[Position identification records]

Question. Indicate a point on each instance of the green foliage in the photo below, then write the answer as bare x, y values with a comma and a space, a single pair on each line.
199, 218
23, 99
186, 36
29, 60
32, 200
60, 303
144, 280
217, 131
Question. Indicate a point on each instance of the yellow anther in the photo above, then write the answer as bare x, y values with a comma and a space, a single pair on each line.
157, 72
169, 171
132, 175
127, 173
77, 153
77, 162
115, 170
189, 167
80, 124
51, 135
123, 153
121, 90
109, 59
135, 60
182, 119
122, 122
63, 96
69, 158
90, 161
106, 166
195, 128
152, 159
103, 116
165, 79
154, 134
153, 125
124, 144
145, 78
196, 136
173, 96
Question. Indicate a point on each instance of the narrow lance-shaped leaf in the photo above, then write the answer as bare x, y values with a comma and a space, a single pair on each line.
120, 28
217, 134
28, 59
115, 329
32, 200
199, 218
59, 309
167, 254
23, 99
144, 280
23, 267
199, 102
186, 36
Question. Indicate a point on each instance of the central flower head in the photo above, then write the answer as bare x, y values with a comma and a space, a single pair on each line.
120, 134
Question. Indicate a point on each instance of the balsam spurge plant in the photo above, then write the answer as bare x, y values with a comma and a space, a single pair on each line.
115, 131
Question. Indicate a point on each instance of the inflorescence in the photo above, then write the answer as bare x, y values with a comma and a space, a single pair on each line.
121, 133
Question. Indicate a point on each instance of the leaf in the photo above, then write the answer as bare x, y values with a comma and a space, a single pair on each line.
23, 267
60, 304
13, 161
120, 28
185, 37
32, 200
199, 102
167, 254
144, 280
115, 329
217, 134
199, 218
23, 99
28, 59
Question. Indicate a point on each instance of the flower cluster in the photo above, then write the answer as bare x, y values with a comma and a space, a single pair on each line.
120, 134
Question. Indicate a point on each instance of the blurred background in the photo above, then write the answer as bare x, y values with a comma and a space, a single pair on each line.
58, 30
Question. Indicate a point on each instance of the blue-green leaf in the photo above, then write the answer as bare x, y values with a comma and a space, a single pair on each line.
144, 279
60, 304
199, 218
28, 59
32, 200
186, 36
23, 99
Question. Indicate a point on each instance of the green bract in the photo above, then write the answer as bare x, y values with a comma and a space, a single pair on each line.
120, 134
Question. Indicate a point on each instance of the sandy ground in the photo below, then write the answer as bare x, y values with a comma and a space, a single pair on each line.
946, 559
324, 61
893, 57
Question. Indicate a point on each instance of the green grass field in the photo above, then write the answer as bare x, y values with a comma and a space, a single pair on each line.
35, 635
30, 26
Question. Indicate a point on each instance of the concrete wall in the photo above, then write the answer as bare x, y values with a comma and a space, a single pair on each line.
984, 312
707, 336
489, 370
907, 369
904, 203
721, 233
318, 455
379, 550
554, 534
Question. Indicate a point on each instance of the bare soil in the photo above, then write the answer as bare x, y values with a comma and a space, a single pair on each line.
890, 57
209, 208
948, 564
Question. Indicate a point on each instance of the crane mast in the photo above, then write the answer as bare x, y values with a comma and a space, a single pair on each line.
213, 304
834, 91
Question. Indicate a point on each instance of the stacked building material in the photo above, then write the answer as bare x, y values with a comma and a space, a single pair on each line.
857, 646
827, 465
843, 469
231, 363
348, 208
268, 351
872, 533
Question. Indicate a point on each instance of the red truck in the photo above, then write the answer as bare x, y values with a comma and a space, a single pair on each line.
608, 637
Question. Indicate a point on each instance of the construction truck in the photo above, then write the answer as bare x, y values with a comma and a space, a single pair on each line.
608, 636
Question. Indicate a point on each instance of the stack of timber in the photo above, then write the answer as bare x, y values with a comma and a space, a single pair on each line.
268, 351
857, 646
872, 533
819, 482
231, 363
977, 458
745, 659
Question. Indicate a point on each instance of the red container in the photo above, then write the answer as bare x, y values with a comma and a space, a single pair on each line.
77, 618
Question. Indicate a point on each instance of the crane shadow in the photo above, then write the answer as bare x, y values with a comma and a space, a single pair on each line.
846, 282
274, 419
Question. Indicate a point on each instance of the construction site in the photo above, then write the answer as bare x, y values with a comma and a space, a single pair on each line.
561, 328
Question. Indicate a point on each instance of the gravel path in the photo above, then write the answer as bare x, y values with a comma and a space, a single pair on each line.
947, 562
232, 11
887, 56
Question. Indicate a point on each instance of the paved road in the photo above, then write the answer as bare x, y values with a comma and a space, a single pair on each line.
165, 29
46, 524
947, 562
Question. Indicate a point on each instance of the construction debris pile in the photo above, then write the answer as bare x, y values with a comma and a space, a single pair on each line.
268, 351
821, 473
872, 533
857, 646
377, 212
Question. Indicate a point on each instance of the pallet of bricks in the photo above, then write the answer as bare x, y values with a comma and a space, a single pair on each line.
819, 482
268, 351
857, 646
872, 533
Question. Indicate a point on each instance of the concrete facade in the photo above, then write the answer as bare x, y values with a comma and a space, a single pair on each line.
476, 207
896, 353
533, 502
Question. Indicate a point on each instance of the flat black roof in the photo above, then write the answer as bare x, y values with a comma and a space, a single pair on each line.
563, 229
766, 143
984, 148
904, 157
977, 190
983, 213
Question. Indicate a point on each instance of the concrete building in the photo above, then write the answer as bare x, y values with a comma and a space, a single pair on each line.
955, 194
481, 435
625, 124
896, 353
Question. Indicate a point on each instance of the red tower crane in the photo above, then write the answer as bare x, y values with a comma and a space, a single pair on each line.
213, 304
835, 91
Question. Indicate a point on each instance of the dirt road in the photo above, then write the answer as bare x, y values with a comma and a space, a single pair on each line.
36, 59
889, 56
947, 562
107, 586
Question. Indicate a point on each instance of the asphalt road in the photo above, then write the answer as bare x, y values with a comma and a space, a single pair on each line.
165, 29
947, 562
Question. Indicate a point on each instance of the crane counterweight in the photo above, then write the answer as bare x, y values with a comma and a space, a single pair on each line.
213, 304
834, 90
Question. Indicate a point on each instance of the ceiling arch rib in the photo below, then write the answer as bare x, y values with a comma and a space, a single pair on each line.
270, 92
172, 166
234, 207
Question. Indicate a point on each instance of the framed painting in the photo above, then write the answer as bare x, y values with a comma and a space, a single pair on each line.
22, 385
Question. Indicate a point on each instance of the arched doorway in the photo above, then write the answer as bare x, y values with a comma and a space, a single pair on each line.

Description of the task :: Return exactly the lines from the line bearing "Question. Indicate a point on each instance of the asphalt" to the end of the records, inclusive of both; include no other lines.

Response to the exercise ::
Question. Indicate a point on each instance of the asphalt road in the photo above, then write the answer as bare x, y values with a comma and a space, a single pair on each line.
165, 29
947, 562
Question. Indicate a point on each instance of the crane counterweight in the photo above, then write the answer as bare x, y values with a comma and a space, a single pair on each line.
213, 304
834, 90
Question. Indicate a point on each instance of the ceiling arch rib in the photo below, then write the answer as bare x, y values with a comma and a space, a single pair on each line.
270, 92
172, 166
234, 207
Question. Indicate a point on each instance of the framed painting in the photo above, then write the answer as bare x, y values with a comma and a space, a single pair on each line.
22, 385
Question. Indicate a point on each instance of the arched doorway in the photo above, then write the answer as bare x, y values with a comma and a space, a single pair on each line.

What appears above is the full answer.